» **Quoted passage**
When we force our children to surrender to undesired affection in order to show respect to the elderly of the family and not offend their feelings, we demonstrate that their bodies do not really belong to them. Instead, they have to always take into consideration how other’s might feel before listening to their own feelings. This instills a ‘people pleaser’ trait, which allows children to behave in certain ways with the justification of so ‘he’ll like me,’ or ‘so I can be accepted.’ By pushing their physical limits we teach them their body is to please someone else (usually in authority). So if you would like your children to grow into confident beings who can easily say ‘no’ or ‘stop’ in situations of stress, peer pressure or bullying, you need to begin cultivating this trait from now.
‘WE CAN’T BE RUDE TO OTHERS SO WHAT DO WE DO INSTEAD’
Yes. Every time this topic is mentioned someone has to ask ‘so what do I do when my mother asks my daughter to give her a kiss? I can’t offend her by saying no.’ True. Especially in Egyptian culture, physical affection when greeting relatives is seen as a sign of showing respect form the younger generation. We definitely don’t want family to get upset and that is not what I am preaching at all.
Here’s what you can do instead:
Teach Manners. Being polite means treating people with respect, and treating people with respect can be displayed through several methods not just physical affection. Show and demonstrate how to give compassion through their words, eye contact or smile.

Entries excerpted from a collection
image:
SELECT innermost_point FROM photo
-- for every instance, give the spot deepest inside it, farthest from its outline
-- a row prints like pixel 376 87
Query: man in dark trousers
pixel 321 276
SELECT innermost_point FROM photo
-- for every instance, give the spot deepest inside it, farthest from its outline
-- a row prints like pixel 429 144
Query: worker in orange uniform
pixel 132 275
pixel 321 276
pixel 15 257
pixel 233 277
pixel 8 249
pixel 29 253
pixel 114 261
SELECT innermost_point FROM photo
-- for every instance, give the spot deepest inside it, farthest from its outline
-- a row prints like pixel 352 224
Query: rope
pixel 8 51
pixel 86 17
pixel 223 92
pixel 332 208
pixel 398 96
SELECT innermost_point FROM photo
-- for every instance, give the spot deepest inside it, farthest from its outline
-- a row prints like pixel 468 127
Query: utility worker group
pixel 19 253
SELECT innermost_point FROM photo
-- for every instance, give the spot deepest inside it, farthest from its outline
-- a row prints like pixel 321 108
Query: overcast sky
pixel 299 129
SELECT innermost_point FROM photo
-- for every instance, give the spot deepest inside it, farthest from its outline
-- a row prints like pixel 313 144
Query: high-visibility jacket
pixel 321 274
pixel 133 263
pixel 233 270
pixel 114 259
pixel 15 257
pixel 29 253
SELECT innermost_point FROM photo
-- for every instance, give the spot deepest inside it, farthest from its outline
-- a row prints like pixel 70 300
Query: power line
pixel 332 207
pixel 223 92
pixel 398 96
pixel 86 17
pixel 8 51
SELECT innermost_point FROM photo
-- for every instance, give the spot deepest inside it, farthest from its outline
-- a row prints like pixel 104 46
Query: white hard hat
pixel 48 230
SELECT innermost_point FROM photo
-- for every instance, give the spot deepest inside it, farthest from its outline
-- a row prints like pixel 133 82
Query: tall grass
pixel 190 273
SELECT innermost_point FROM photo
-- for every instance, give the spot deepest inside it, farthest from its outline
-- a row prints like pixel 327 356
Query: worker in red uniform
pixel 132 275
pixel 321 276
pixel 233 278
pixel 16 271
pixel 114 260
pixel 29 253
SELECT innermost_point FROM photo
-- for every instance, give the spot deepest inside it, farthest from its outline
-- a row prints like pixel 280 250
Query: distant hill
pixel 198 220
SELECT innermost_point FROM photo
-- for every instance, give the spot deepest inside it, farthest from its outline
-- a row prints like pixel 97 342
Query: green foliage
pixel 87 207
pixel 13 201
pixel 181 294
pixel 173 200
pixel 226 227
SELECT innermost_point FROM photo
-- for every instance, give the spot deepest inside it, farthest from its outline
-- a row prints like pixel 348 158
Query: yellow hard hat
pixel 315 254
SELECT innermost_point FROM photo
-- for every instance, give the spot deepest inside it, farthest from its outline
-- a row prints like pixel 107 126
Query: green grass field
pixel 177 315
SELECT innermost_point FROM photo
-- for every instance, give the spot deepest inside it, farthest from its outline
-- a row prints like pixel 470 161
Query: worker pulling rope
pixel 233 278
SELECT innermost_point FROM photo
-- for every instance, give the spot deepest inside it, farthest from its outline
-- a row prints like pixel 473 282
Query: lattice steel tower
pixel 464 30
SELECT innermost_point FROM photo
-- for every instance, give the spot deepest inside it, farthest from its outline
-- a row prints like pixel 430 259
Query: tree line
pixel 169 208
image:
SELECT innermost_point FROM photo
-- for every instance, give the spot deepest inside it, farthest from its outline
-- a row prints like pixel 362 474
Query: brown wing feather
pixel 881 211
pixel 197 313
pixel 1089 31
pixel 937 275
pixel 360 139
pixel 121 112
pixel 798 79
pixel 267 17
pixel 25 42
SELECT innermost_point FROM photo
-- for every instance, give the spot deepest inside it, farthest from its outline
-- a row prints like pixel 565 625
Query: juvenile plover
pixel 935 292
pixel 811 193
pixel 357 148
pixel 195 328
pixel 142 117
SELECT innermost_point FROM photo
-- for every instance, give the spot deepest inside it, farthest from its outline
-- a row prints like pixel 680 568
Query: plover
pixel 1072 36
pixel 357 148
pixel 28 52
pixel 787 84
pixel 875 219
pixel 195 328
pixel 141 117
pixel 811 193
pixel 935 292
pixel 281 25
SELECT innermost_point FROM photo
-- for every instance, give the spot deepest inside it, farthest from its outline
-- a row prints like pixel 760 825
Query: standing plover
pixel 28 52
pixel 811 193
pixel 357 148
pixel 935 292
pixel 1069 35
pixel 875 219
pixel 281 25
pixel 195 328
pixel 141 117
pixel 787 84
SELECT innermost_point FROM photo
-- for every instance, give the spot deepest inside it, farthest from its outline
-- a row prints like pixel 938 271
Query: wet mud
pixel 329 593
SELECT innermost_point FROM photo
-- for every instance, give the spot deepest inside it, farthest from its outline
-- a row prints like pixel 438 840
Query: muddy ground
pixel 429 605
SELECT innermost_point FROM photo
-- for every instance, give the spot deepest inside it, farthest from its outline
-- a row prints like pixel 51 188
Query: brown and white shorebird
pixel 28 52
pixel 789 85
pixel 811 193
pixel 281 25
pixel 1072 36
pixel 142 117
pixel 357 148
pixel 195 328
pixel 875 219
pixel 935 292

» **Work order**
Edit the passage on children and physical affection between "When we force" and "trait from now.", inclusive, replacing "peer pressure" with "social pressure", and give that portion in full.

» **Finished exercise**
When we force our children to surrender to undesired affection in order to show respect to the elderly of the family and not offend their feelings, we demonstrate that their bodies do not really belong to them. Instead, they have to always take into consideration how other’s might feel before listening to their own feelings. This instills a ‘people pleaser’ trait, which allows children to behave in certain ways with the justification of so ‘he’ll like me,’ or ‘so I can be accepted.’ By pushing their physical limits we teach them their body is to please someone else (usually in authority). So if you would like your children to grow into confident beings who can easily say ‘no’ or ‘stop’ in situations of stress, social pressure or bullying, you need to begin cultivating this trait from now.